Instructions to follow: The lines to extract begin at the one containing "Pick out every instance of the concrete" and run to the end of the listing; set them down exactly and alone.
___ Stored rows
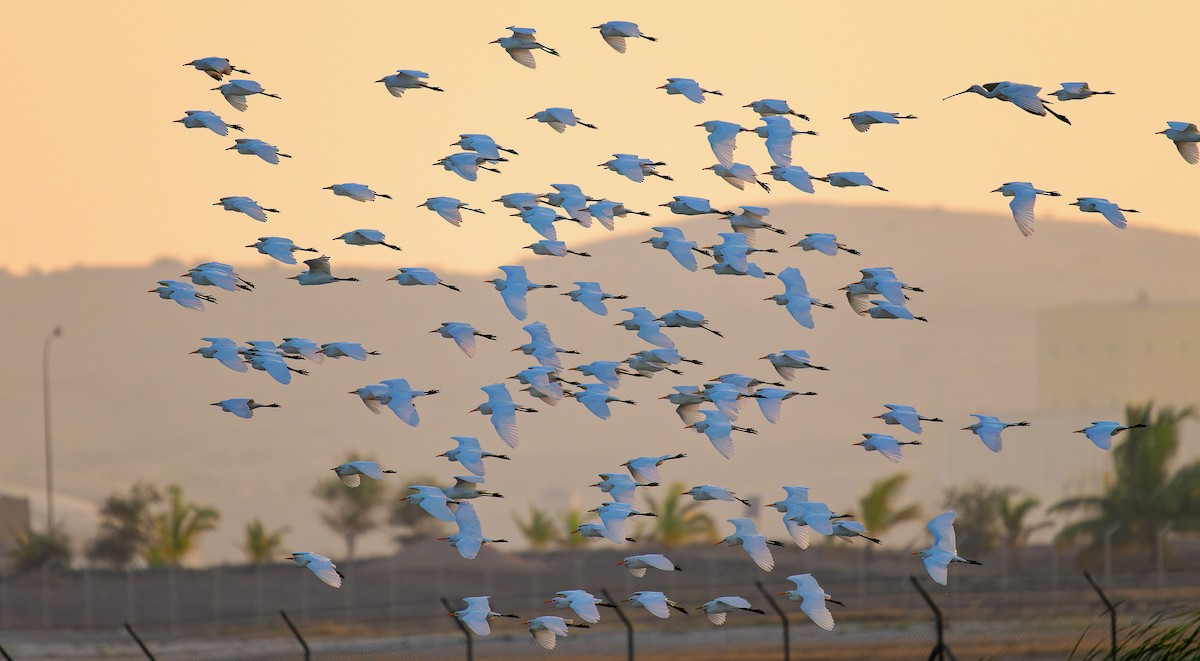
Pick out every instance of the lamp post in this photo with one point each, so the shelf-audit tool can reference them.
(46, 426)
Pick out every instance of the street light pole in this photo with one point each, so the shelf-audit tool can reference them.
(46, 426)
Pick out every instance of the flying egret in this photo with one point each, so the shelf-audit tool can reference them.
(750, 220)
(552, 248)
(346, 349)
(718, 427)
(655, 602)
(467, 164)
(796, 296)
(778, 133)
(592, 296)
(407, 79)
(559, 119)
(796, 175)
(469, 454)
(757, 546)
(503, 412)
(886, 310)
(546, 630)
(847, 529)
(605, 211)
(717, 608)
(597, 397)
(449, 209)
(521, 44)
(1111, 211)
(708, 492)
(216, 274)
(621, 487)
(1075, 91)
(431, 499)
(465, 488)
(399, 397)
(183, 293)
(216, 67)
(906, 416)
(483, 144)
(813, 600)
(615, 32)
(319, 565)
(737, 175)
(245, 205)
(786, 362)
(825, 244)
(208, 119)
(635, 168)
(463, 335)
(235, 92)
(243, 407)
(989, 427)
(613, 517)
(886, 445)
(723, 139)
(688, 88)
(646, 469)
(351, 473)
(768, 107)
(318, 272)
(639, 564)
(687, 319)
(771, 401)
(1024, 196)
(514, 288)
(675, 242)
(365, 238)
(223, 350)
(358, 192)
(252, 146)
(864, 119)
(943, 551)
(477, 613)
(1101, 432)
(280, 248)
(1020, 95)
(849, 180)
(688, 205)
(1185, 136)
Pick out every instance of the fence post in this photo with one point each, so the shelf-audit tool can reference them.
(466, 632)
(940, 650)
(138, 641)
(307, 653)
(629, 625)
(1113, 614)
(783, 618)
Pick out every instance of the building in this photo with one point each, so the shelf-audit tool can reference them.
(1103, 356)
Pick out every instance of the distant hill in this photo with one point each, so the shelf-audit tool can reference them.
(130, 403)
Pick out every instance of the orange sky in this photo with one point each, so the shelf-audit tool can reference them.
(99, 174)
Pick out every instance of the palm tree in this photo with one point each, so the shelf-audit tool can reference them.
(539, 529)
(1013, 511)
(262, 546)
(175, 530)
(1143, 494)
(679, 523)
(351, 512)
(877, 509)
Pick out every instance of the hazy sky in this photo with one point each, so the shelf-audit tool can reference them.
(101, 175)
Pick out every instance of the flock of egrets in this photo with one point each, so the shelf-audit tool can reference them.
(712, 408)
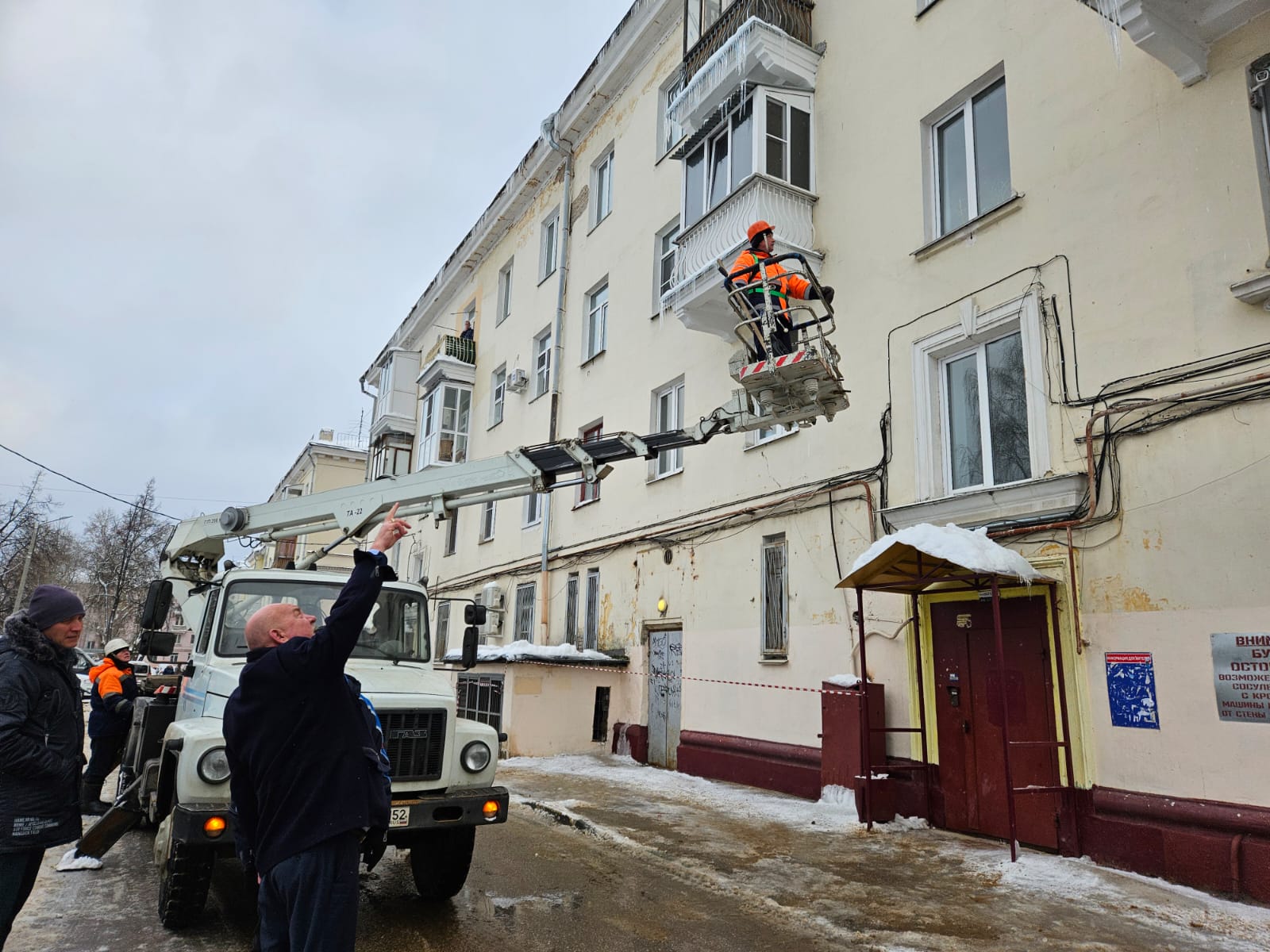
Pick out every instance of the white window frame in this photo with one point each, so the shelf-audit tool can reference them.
(595, 330)
(602, 187)
(668, 463)
(498, 395)
(488, 517)
(930, 353)
(541, 363)
(775, 547)
(959, 106)
(503, 305)
(549, 247)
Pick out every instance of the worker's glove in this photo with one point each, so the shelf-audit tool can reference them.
(374, 844)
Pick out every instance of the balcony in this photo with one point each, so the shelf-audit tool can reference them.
(791, 17)
(696, 298)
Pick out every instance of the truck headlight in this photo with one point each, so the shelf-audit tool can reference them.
(214, 767)
(475, 757)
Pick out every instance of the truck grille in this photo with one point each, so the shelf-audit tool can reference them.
(416, 742)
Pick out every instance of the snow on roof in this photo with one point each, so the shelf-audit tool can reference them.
(967, 549)
(529, 651)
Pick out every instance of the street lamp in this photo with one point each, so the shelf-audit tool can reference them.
(25, 565)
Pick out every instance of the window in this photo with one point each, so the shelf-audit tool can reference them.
(452, 532)
(602, 188)
(533, 505)
(666, 253)
(550, 245)
(498, 389)
(592, 631)
(479, 697)
(503, 309)
(543, 363)
(768, 132)
(981, 401)
(571, 609)
(775, 597)
(668, 416)
(446, 420)
(525, 612)
(971, 159)
(590, 492)
(442, 630)
(597, 321)
(487, 520)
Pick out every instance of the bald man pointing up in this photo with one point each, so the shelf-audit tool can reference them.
(304, 771)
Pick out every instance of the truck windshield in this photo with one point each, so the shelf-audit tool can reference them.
(397, 630)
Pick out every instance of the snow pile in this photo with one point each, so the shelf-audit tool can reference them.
(529, 651)
(971, 550)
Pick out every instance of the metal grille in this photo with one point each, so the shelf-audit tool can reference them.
(525, 612)
(480, 698)
(416, 742)
(775, 597)
(592, 609)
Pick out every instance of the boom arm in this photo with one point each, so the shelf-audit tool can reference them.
(197, 545)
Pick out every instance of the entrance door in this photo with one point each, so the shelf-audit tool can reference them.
(664, 655)
(968, 708)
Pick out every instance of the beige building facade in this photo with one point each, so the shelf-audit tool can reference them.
(1047, 225)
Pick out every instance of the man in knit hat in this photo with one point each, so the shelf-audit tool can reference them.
(41, 740)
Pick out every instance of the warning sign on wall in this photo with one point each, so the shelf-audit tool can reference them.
(1132, 689)
(1241, 677)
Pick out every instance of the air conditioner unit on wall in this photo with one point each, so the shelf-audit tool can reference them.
(518, 380)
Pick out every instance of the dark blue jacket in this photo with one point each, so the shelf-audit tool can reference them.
(41, 740)
(304, 765)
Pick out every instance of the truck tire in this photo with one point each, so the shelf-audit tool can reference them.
(440, 861)
(183, 885)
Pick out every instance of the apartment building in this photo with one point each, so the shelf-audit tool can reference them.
(1047, 225)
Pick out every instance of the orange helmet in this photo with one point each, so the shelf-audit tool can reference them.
(757, 228)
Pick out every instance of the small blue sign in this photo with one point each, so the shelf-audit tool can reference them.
(1132, 689)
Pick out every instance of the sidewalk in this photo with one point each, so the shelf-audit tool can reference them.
(902, 888)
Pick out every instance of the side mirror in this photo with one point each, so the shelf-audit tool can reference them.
(154, 616)
(156, 644)
(470, 639)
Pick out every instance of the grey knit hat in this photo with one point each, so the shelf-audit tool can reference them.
(51, 605)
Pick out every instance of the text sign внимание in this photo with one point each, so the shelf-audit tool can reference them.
(1241, 677)
(1132, 689)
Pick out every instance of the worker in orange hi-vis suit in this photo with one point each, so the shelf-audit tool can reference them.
(762, 240)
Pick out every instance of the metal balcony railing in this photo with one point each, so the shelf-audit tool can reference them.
(793, 17)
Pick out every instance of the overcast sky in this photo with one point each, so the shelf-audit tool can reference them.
(214, 215)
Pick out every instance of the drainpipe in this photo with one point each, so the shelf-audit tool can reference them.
(549, 131)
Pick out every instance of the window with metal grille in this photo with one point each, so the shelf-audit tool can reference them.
(442, 630)
(571, 609)
(525, 612)
(775, 590)
(479, 697)
(592, 634)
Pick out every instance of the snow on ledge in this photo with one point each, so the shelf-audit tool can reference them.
(971, 550)
(529, 651)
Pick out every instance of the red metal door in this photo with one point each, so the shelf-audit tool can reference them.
(968, 708)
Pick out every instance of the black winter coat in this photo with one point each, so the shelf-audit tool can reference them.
(304, 763)
(41, 740)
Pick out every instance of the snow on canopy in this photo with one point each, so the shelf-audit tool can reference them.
(892, 560)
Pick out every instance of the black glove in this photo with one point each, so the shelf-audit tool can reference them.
(374, 844)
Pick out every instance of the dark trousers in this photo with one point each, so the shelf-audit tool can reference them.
(309, 901)
(18, 873)
(107, 754)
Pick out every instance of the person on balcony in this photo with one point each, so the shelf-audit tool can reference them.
(783, 285)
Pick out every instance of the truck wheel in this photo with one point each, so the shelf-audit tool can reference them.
(183, 885)
(440, 861)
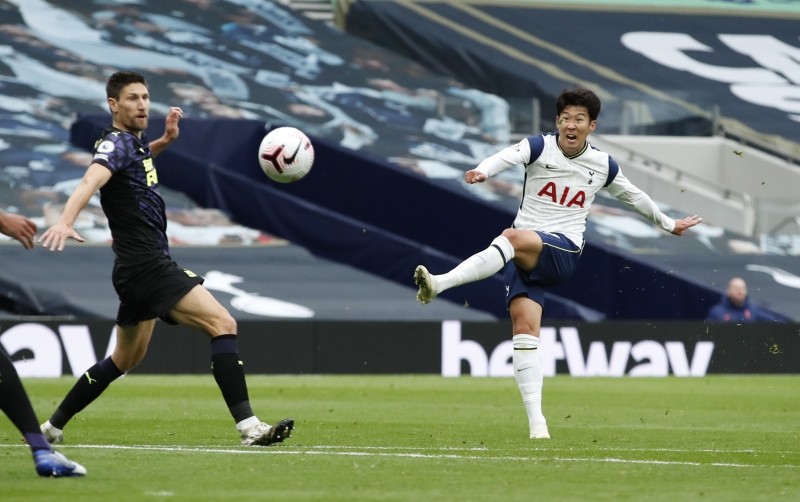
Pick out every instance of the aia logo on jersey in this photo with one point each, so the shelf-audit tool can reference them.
(562, 197)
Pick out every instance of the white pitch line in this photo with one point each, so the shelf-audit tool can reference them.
(373, 452)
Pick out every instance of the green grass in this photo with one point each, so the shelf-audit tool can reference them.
(422, 438)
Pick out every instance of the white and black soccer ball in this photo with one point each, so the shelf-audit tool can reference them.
(286, 154)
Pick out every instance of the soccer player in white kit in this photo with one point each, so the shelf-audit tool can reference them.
(563, 172)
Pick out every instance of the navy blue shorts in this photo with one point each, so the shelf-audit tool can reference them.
(149, 290)
(557, 262)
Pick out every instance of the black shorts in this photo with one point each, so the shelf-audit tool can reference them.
(150, 289)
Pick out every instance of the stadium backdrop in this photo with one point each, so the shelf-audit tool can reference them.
(54, 347)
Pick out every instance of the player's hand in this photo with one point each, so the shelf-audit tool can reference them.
(18, 227)
(475, 176)
(171, 129)
(683, 224)
(55, 237)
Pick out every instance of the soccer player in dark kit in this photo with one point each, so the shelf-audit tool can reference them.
(149, 283)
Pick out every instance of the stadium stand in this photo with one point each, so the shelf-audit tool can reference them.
(393, 140)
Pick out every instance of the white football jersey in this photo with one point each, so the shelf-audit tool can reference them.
(559, 189)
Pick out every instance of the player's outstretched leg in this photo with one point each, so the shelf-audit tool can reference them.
(52, 464)
(528, 373)
(475, 268)
(263, 434)
(427, 285)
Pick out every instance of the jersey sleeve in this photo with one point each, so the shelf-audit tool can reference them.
(511, 156)
(633, 197)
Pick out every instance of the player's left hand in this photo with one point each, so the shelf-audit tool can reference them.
(683, 224)
(19, 228)
(171, 129)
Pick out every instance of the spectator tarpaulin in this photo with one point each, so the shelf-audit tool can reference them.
(675, 64)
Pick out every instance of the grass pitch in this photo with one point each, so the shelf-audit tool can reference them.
(423, 438)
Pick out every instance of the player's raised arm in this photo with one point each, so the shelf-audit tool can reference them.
(55, 237)
(171, 131)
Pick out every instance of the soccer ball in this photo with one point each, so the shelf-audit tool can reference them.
(286, 154)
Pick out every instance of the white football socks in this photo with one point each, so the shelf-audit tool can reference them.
(528, 373)
(478, 266)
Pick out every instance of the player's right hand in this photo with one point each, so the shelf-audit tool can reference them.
(475, 176)
(55, 237)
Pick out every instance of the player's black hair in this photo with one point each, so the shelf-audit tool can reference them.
(119, 80)
(579, 96)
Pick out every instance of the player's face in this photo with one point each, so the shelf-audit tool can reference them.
(132, 108)
(574, 127)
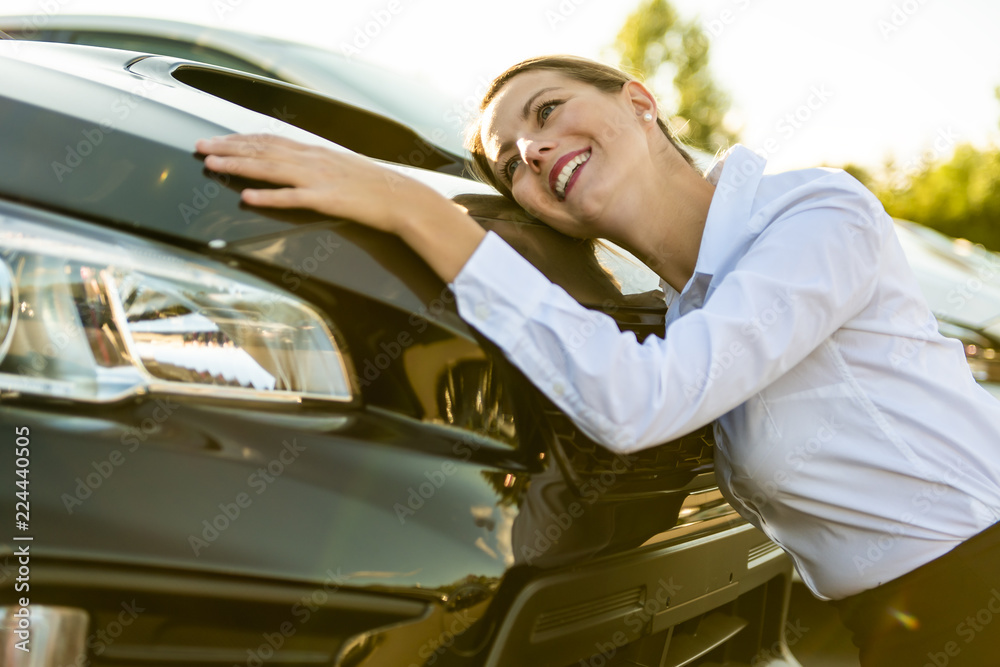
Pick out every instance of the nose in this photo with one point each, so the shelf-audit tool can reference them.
(534, 151)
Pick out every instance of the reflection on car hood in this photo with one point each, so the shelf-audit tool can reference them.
(122, 149)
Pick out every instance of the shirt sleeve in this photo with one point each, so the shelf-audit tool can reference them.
(811, 270)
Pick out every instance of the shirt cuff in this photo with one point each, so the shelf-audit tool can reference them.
(497, 290)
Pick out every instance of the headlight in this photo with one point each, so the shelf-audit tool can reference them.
(95, 315)
(980, 351)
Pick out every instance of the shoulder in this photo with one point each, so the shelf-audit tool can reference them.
(804, 193)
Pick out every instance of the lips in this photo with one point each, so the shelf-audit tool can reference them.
(557, 169)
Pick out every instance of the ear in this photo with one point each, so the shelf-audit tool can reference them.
(640, 99)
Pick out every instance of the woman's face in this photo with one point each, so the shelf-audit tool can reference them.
(571, 154)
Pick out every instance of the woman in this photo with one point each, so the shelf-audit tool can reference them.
(848, 429)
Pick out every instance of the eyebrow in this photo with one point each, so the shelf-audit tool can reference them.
(525, 110)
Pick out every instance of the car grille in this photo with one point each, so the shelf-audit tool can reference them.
(668, 466)
(164, 619)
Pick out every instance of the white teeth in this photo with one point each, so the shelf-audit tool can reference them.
(567, 171)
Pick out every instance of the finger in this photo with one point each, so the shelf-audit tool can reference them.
(275, 198)
(249, 145)
(274, 171)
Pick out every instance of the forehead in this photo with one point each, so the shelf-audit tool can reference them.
(502, 118)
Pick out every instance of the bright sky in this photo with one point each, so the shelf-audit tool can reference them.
(811, 82)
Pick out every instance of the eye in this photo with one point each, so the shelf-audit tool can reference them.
(545, 109)
(510, 166)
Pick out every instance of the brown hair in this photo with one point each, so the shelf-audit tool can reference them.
(602, 77)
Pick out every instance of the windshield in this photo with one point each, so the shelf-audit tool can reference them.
(407, 98)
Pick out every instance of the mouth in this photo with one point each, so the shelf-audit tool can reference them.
(565, 171)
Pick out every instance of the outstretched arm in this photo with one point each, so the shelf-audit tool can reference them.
(345, 185)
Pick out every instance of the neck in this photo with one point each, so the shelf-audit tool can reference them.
(670, 242)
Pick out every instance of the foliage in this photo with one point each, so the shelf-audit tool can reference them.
(653, 39)
(959, 196)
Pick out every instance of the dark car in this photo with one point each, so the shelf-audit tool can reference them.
(342, 73)
(236, 436)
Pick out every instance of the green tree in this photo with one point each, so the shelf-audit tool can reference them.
(653, 39)
(958, 196)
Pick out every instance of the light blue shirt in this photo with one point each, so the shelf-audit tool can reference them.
(847, 428)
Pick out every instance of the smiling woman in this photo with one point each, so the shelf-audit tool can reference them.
(795, 324)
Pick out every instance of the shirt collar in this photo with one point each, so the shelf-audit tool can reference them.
(735, 175)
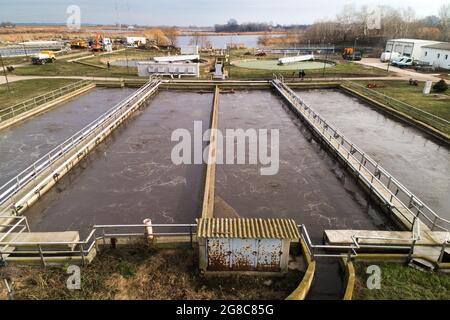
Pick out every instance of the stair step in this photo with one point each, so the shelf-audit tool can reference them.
(422, 264)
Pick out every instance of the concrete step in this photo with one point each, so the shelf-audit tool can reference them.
(421, 264)
(56, 240)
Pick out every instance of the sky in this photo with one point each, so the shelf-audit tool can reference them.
(193, 12)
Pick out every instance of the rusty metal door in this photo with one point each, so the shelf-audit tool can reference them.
(269, 254)
(244, 254)
(219, 254)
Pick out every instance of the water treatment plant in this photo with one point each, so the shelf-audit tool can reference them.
(215, 169)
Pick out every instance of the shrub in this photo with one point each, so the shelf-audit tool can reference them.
(440, 86)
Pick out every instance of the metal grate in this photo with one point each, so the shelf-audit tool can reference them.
______
Complete response:
Pick out every instance of the concrete step in this photo with one point each, so the shelf-audit tool can reference them.
(421, 264)
(56, 240)
Pick out every instance of the sky in this photo with one point each, so the shelf-audit tool can reference them.
(193, 12)
Pick out every instance of the rusty metal door in this photo with one point each, so the shelf-audit tool can reference them.
(269, 254)
(244, 254)
(219, 254)
Pick out every instance of the water treatment plant in this photo with one point each, so the shelf-audit tool can reference them.
(215, 169)
Pick out every instance of the shrub in this photo with one point each, so the shelf-audit tool can reference them.
(440, 86)
Pick out every instance of the metal grate in this photo with one point each, so the shelf-audit tool can reference them.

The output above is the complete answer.